[[ Given data, beginning ]]

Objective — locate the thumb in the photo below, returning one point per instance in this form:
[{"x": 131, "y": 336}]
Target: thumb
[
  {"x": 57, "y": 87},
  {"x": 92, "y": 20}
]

[[ Given data, end ]]

Every entry is to be copied exactly, with none omitted.

● **Finished task**:
Objective — locate the thumb in the photo below, returning one point per instance in this form:
[{"x": 131, "y": 336}]
Target: thumb
[
  {"x": 57, "y": 87},
  {"x": 92, "y": 20}
]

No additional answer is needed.